» Problem details
The response must contain each line of the material that holds "blue".

» Source records
Start of Block

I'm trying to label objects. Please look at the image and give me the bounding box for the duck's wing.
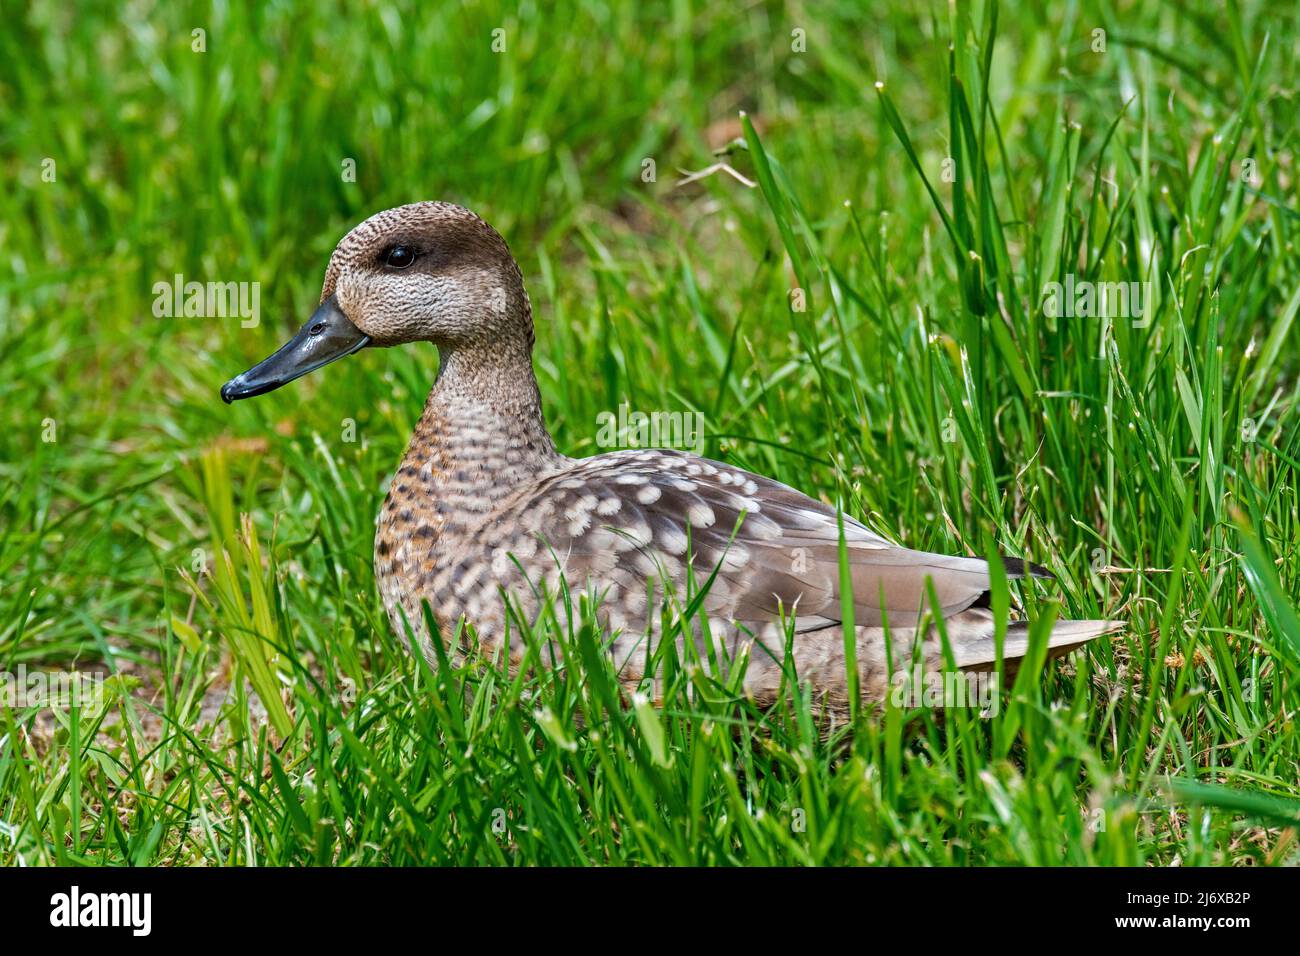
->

End of Block
Start of Block

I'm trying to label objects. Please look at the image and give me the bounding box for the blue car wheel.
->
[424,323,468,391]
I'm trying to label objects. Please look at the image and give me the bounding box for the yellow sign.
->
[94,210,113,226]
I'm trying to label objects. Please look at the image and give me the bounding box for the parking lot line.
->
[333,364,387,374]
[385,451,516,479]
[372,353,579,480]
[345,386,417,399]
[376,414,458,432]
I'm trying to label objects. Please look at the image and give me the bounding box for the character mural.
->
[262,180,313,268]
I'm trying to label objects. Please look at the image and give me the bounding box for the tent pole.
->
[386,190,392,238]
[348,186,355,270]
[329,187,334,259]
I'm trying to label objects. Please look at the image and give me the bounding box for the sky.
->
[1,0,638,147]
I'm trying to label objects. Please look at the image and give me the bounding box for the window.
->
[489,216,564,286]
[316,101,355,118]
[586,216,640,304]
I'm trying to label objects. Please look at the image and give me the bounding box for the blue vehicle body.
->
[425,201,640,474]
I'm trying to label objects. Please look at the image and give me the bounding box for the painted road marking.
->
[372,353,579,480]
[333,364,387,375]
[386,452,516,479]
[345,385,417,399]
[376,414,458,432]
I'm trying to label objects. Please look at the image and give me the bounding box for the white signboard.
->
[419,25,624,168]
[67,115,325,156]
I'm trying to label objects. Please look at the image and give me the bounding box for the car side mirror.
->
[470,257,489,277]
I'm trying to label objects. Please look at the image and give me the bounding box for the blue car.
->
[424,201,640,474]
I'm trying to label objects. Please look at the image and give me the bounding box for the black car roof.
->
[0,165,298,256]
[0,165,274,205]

End of Block

» Solution to the exercise
I'm trying to label objects. Please look at the image and give me the bounding box for the blue car wheel.
I'm trying to label objects. Please look at the image and give me the bounding box for the blue vehicle body.
I'm trying to label objects. Please look at the image and give me the bounding box for the blue car.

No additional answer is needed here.